→ RECORD EXTRACTS
···
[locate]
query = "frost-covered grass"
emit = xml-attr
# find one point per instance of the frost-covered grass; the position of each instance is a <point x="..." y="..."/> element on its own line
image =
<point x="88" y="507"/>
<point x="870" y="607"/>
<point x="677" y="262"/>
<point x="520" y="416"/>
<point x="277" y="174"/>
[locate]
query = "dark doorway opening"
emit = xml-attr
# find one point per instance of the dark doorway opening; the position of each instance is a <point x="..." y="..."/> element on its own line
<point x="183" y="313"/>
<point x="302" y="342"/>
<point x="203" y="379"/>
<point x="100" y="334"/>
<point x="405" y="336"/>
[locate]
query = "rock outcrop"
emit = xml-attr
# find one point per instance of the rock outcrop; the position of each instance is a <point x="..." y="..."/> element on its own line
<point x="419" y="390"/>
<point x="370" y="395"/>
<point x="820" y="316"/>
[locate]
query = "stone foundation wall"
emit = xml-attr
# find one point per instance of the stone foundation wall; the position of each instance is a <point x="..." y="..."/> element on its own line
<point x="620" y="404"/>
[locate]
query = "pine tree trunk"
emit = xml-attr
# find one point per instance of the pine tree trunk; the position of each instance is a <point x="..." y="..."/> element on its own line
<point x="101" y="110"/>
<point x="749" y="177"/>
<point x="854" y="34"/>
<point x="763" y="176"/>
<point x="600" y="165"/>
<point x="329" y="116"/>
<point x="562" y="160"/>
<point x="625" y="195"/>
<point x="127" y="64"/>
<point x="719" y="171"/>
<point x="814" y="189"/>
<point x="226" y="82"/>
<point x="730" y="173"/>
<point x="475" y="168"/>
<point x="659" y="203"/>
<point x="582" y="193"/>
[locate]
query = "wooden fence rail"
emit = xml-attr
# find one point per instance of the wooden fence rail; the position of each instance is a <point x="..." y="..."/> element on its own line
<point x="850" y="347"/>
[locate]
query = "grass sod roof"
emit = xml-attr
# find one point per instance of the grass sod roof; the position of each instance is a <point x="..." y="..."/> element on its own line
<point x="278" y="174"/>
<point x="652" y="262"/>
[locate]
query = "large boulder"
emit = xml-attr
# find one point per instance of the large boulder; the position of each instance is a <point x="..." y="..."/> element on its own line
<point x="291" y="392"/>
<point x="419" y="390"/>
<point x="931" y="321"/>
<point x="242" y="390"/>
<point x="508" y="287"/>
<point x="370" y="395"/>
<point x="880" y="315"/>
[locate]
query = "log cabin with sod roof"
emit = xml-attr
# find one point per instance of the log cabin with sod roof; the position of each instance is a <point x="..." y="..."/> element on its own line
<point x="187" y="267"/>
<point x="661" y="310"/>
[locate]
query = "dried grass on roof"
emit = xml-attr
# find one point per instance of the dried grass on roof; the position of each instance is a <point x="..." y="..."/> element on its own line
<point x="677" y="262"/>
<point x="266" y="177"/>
···
Wherever the word "frost" turns up in the material, copy the whole line.

query = "frost-covered grass"
# find one point per instance of the frost-covered grass; the position of each instance is a <point x="..." y="..."/> element on its own line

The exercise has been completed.